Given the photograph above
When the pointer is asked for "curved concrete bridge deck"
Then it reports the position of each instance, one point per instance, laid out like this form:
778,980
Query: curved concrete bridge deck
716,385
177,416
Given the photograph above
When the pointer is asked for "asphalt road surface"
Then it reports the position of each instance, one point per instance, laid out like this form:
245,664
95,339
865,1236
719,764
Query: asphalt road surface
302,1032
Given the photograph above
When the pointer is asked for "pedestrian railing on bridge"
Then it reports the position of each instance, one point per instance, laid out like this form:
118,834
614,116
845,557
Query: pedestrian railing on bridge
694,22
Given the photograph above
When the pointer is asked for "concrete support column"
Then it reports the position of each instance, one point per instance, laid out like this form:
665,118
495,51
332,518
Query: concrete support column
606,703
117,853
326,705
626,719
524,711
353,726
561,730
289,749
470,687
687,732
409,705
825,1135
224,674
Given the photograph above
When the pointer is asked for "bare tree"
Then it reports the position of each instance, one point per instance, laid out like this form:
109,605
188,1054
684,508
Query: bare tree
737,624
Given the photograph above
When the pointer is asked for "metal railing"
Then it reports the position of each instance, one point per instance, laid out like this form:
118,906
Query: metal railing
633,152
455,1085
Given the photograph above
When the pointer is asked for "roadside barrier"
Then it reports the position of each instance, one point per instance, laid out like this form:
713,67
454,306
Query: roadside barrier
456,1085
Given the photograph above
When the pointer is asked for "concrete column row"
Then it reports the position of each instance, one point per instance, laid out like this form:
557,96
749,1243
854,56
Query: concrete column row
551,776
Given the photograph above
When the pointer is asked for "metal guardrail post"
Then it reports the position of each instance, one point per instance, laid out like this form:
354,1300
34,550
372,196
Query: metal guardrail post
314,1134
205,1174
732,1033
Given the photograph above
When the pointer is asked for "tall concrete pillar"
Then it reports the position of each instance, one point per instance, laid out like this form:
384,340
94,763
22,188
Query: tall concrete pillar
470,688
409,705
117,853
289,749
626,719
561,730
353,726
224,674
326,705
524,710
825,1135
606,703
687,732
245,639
────────────────
Task instructions - Copy out the material above in its entirety. Every detail must match.

Completed exercise -
Given the photograph above
When the pointer is asked for "curved concrete bridge deck"
Then it reports the position of each instance, one point per instance, laid out like this form:
778,980
Query: curved concrete bridge deck
716,385
177,416
Given the photograph above
When the pointer is asked for "asphalt road surface"
Then it reports the position of each instance, one point per instance, laid out like this form:
245,664
95,339
865,1236
719,764
Query: asphalt road surface
302,1032
Given the photograph above
When the pointer is asked for "pedestrian railing on bridge"
Then it reports the position of each instance, one point per instance, laid out like this form:
118,834
614,116
845,557
Query: pedestrian railing on bridge
694,22
Given the photograph above
When the pointer is asked for "concrete support column"
Then it reports the position of each instance, one point per instance, laid out like this form:
665,118
495,51
332,518
Query: concrete support column
606,703
117,853
326,705
626,719
524,711
353,726
561,730
289,749
470,687
687,732
409,705
825,1135
224,674
Given the photograph above
When the pointer is asked for "bare tree"
Then it reports the position of each instance, one point per instance, laid out like this form:
109,605
188,1054
684,508
Query: bare tree
737,624
Given the photograph above
When the pointer is asked for "metal railing"
Then it reports the position of each instance, one point per instance, laid out like this form:
118,906
Query: metal railing
633,152
455,1085
Given the photograph above
When the pointer is asked for "roadside barrier"
Then it reports the position of each instance, one point per instance, laid out like this form:
713,67
454,306
Query: roadside barrier
456,1085
Given the photograph above
When the pointer is asked for "concrete column row"
Then it reports the position of each instance, one point per instance, laid out like this form:
557,96
749,1243
854,56
Query: concrete column row
551,776
Given the photograph above
When the pointer is asked for "metal guardrail post"
Then it reports the position of each instance, one point per instance, laid out like this form:
354,1300
34,550
372,196
Query: metal guardrail post
314,1134
205,1174
732,1033
Given the photograph above
When the pointer is asked for "tall concrete pillar"
Then it reports the position of each instance, one point per instance, laid out like this form:
384,340
94,763
22,188
Query: tall concrete pillar
470,688
409,705
117,853
289,749
626,719
561,730
353,726
224,674
326,705
524,710
825,1135
606,703
687,732
245,639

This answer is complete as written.